**Work task:**
Restate the records that follow. Every word must match.

---------- Data to examine ----------

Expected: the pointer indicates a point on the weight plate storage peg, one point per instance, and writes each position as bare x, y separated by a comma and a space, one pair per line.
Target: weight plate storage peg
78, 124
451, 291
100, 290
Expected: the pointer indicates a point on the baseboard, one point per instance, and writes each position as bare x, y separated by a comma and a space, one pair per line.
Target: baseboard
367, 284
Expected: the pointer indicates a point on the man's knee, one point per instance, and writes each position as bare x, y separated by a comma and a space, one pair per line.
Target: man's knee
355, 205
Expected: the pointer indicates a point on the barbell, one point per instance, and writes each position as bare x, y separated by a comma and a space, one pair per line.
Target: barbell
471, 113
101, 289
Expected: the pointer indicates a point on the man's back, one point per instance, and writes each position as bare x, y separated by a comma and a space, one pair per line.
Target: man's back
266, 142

----------

**Exercise result:**
Expected: the pointer indicates a point on the weight plate storage peg, one point per instance, and writes each position as bare x, y separated by a comma and a space, one pair per line.
Target: weight plate storage peg
78, 124
451, 291
100, 290
Expected: the pointer indicates a point on the baseboard, one point per instance, and writes each position as bare x, y separated by a comma and a space, one pair per line.
Target: baseboard
367, 284
Expected: the pointer indicates a point on the man's knee, one point per instance, and writes each position as bare x, y separated by a comma and a space, one pair per line.
Target: man's knee
355, 205
Expected: the pointer indicates a point on the barbell, one point per instance, and writes each position as bare x, y separated by a comma and a space, one pair per line.
Target: barbell
471, 113
101, 289
Expected: the pointer indicates a point on the man's back, one point per instance, and writes each position as bare x, y separated by a comma and a space, one pair per line.
Target: man's back
266, 142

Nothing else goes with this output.